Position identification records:
══════════
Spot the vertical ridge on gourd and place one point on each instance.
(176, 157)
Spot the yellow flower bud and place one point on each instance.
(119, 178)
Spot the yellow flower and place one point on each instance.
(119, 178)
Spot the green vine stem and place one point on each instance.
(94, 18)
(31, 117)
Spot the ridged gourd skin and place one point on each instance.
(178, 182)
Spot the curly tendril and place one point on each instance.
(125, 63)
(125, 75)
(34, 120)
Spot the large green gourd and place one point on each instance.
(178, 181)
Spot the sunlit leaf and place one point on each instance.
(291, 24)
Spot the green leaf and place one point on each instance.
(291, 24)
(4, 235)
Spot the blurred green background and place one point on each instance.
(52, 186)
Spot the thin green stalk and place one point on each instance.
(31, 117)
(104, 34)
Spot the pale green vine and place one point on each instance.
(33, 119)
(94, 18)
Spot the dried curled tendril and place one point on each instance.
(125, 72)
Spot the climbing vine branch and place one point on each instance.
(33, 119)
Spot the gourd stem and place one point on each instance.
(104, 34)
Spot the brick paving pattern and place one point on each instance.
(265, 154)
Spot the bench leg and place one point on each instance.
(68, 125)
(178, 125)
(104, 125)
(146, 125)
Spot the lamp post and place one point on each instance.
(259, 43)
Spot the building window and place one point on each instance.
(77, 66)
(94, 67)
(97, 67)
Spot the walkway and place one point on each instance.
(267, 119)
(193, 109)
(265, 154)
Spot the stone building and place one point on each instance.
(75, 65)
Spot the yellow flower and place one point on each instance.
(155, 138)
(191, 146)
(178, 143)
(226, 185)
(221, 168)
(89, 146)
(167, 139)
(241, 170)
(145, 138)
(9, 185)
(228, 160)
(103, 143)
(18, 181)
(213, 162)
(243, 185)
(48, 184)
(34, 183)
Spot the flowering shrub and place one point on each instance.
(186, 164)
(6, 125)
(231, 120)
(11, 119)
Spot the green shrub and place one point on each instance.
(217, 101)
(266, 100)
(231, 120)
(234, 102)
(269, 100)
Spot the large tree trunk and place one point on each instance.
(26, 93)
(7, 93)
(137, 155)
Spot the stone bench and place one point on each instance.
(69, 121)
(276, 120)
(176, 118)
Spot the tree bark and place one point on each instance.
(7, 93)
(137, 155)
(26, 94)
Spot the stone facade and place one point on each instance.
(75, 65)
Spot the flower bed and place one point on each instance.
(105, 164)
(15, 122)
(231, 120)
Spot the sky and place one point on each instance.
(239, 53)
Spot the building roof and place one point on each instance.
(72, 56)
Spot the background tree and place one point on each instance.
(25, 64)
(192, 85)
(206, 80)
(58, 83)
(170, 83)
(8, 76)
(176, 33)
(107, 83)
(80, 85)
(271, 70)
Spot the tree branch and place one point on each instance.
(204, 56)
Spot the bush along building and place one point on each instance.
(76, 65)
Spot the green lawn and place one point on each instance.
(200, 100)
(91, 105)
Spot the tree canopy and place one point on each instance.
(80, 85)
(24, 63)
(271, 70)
══════════
▶ _YOUR TASK_
Reproduce all of the data above line for line, changing nothing.

▶ _SOLUTION_
Spot the vertical ridge on gourd and place one point on each instance.
(176, 157)
Spot the yellow flower bud and place one point on each instance.
(119, 178)
Spot the yellow flower and place one point on each instance.
(119, 178)
Spot the green vine stem and place one point on each instance.
(94, 18)
(31, 117)
Spot the ridged gourd skin and place one point on each instance.
(178, 182)
Spot the curly tendril and place one point on each instance.
(125, 63)
(125, 75)
(34, 120)
Spot the large green gourd and place one point on each instance.
(178, 181)
Spot the sunlit leaf and place one point on each instance.
(291, 24)
Spot the green leaf and place one point on each instance.
(291, 24)
(4, 235)
Spot the blurred green background and place one point on each instance.
(52, 186)
Spot the thin green stalk and place one point on each instance.
(31, 117)
(104, 34)
Spot the pale green vine and place one point on each instance.
(33, 119)
(94, 18)
Spot the dried curled tendril and place one point on each instance.
(125, 72)
Spot the climbing vine branch and place one point on each instance.
(33, 119)
Spot the gourd stem and place one point on each instance.
(104, 34)
Spot the brick paving pattern and place one point on each instance.
(265, 154)
Spot the bench leg and place one point on each instance.
(68, 125)
(178, 125)
(104, 125)
(146, 125)
Spot the lamp post and place one point on each instance.
(259, 43)
Spot the building window and place one point on each instance.
(77, 66)
(94, 67)
(97, 67)
Spot the walkway and place one point on each instance.
(267, 119)
(193, 109)
(265, 154)
Spot the stone building and place one point on each instance.
(75, 65)
Spot the yellow flower and place one point on each instance.
(155, 138)
(191, 146)
(178, 143)
(226, 185)
(221, 168)
(89, 146)
(167, 139)
(241, 170)
(145, 138)
(9, 185)
(228, 160)
(103, 143)
(18, 181)
(213, 162)
(243, 185)
(48, 184)
(34, 183)
Spot the flowering shrub and place one point on each instance.
(186, 164)
(6, 125)
(231, 120)
(11, 119)
Spot the green shrub and place one point on each instance.
(217, 101)
(266, 100)
(231, 120)
(234, 102)
(269, 100)
Spot the large tree trunk and place one point on each instance.
(26, 93)
(7, 93)
(137, 155)
Spot the stone bench and place one point on each instance.
(69, 121)
(276, 120)
(176, 118)
Spot the tree bark and place one point on each instance.
(7, 93)
(137, 155)
(26, 94)
Spot the stone facade and place one point on each instance.
(75, 65)
Spot the flower bed and place one point on each instance.
(105, 164)
(15, 122)
(231, 120)
Spot the sky and place one point on each instance.
(239, 53)
Spot the building roof and place one point on each instance.
(72, 56)
Spot the background tree and place one point on each instance.
(25, 64)
(192, 85)
(206, 80)
(58, 83)
(170, 83)
(8, 76)
(176, 33)
(107, 83)
(80, 85)
(271, 70)
Spot the tree branch and place one point on each instance.
(204, 56)
Spot the bush along building and place one point on each instance.
(76, 65)
Spot the green lawn and place one point on each instance.
(200, 100)
(91, 105)
Spot the tree canopy and place one point on each instance.
(80, 85)
(24, 63)
(271, 70)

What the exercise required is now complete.